AIM =
Starting with the line that has "the green foliage?" in it, repeat every line through the last one, word for word, and give nothing more.

====== DATA FOR THE TASK ======

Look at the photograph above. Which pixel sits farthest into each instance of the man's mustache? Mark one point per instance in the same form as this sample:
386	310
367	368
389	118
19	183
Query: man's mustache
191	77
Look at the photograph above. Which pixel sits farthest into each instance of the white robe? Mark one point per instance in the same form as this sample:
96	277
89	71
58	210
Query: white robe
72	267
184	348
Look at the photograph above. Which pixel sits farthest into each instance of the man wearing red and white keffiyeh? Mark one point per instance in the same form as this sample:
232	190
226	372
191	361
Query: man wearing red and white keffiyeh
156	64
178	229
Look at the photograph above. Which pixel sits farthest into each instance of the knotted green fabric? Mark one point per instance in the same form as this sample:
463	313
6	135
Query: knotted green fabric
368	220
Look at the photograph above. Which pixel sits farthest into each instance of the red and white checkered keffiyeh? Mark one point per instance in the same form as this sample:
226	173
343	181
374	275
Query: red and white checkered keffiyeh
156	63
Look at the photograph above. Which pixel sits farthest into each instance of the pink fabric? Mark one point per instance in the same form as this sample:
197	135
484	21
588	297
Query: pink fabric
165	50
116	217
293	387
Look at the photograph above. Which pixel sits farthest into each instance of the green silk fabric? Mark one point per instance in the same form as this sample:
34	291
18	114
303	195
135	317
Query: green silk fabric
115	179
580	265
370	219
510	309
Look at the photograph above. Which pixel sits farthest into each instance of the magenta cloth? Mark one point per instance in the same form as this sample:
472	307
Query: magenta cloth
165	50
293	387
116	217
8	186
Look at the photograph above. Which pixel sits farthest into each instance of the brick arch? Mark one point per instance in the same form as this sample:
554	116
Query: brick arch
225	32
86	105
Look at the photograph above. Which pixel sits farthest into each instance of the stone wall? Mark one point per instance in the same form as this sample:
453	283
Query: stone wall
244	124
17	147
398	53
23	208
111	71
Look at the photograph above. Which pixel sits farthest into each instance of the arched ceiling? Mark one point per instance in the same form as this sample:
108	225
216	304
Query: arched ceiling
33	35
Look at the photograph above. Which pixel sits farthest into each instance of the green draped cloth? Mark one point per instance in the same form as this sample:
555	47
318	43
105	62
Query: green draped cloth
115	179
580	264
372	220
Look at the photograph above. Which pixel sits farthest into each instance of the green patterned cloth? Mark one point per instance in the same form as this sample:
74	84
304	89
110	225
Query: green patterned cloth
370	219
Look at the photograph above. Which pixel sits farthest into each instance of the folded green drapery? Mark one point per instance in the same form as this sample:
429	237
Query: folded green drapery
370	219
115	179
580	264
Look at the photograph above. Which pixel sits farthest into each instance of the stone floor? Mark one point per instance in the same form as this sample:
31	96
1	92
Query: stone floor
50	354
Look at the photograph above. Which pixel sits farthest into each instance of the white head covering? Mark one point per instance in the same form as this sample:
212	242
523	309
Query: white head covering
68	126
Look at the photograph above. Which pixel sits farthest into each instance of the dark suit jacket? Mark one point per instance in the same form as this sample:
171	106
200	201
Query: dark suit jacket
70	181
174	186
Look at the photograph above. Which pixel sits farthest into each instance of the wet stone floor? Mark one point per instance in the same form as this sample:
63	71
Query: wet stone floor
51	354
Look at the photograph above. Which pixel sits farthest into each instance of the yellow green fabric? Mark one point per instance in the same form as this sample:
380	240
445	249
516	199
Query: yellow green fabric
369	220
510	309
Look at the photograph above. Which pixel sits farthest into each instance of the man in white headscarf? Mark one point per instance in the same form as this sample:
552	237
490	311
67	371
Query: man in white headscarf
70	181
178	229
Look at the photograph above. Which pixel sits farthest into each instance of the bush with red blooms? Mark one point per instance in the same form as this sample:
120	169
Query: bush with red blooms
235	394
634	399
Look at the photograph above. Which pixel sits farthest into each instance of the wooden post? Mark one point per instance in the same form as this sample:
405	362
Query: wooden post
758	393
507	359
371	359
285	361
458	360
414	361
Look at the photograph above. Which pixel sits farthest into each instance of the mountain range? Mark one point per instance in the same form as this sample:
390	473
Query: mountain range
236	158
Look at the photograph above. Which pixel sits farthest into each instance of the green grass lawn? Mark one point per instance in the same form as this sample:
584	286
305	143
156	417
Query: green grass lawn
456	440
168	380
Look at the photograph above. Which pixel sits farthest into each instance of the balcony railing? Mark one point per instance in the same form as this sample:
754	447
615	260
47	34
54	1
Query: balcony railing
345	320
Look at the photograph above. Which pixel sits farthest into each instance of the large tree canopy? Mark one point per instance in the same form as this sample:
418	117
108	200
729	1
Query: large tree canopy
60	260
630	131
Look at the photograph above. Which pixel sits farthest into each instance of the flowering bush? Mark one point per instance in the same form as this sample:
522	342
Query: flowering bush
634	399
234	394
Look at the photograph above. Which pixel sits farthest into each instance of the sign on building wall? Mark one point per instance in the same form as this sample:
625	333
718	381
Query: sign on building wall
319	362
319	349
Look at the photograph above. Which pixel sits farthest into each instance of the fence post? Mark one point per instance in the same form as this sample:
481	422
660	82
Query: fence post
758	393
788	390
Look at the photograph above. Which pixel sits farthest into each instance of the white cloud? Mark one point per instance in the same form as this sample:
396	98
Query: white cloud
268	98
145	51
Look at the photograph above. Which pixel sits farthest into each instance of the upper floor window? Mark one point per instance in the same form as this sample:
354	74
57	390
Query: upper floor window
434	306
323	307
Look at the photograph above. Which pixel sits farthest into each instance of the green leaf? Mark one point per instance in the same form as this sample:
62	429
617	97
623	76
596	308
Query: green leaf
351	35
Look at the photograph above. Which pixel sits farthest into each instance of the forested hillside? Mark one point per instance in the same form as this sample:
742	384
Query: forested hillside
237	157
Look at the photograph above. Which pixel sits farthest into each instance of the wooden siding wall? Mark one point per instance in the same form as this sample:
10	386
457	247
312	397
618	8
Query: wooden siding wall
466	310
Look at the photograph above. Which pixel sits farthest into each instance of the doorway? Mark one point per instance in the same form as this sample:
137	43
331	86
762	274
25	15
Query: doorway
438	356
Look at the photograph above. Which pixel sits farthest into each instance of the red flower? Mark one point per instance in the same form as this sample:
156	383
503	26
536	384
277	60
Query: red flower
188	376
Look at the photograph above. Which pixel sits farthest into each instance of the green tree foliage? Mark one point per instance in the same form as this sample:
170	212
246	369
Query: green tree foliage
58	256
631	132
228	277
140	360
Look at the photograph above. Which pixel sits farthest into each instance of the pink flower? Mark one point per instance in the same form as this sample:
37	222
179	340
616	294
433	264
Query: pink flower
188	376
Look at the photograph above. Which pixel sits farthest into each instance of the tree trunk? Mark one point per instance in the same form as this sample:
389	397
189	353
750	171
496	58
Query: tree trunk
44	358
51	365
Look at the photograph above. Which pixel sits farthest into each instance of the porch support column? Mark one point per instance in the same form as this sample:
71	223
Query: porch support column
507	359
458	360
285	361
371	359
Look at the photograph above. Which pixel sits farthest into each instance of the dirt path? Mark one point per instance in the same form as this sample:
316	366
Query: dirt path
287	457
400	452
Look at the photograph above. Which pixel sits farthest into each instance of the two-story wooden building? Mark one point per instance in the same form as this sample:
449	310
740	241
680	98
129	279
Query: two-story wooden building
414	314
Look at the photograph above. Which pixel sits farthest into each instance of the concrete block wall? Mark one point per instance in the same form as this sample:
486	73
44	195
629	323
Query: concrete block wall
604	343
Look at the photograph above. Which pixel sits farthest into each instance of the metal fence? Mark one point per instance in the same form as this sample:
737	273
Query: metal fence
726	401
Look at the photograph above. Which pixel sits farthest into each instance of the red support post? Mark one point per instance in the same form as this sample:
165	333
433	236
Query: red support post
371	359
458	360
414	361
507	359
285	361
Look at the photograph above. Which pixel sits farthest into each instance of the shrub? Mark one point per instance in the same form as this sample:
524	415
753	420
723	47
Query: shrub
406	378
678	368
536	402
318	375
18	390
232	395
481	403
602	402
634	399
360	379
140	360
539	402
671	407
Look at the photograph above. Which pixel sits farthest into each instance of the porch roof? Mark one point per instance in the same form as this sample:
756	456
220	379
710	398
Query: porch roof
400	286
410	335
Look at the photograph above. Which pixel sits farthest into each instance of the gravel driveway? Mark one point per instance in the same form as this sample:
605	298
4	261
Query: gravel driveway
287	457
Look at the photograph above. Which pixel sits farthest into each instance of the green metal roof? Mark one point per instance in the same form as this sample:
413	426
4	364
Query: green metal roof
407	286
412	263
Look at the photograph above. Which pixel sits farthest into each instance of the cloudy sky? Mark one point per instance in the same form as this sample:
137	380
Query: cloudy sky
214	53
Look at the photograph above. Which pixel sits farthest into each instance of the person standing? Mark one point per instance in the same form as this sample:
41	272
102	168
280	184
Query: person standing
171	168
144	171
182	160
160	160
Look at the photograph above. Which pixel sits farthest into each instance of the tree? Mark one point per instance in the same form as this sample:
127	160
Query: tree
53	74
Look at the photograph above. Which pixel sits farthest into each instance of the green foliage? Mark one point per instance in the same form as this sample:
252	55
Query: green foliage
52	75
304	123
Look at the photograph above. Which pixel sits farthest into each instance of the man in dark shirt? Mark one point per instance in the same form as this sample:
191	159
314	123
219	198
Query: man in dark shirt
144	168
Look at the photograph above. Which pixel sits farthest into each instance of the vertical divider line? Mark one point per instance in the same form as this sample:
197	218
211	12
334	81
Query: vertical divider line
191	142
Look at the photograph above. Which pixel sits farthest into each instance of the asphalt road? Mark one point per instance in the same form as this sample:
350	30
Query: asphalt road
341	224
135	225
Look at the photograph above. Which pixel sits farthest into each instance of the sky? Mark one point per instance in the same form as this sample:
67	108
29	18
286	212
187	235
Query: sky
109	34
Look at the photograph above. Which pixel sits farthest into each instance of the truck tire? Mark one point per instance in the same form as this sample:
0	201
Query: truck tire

======

SOLVED PROBLEM =
Look at the photograph above. Which pixel sits farthest into each instance of the green foliage? Mark one point per instance in the same form as this sample:
252	55
Query: green foliage
52	75
304	123
Look at the photograph above. Which pixel sits farthest into each instance of the man in dark shirt? Mark one point per instance in the same form as this sample:
191	159
314	123
219	198
Query: man in dark shirt
144	168
Look at the photograph above. Which pixel sits farthest into each instance of the vertical divider line? Mark one point per instance in the same form as this sample:
197	218
211	12
334	81
Query: vertical divider line
191	142
Look at the photograph above. Which pixel sits farthest into each instance of the asphalt road? Mark one point per instance in the same form as this sample:
350	30
Query: asphalt road
341	224
135	225
Look at the photograph above. Which pixel sits farthest into each instance of the sky? Mark one point per instance in the same form as this sample:
67	108
29	18
286	212
187	235
Query: sky
109	34
Look at the photograph above. Which pixel sits farthest into each instance of the truck tire? Mark one point per instance in the same form as this sample:
0	201
Query: truck tire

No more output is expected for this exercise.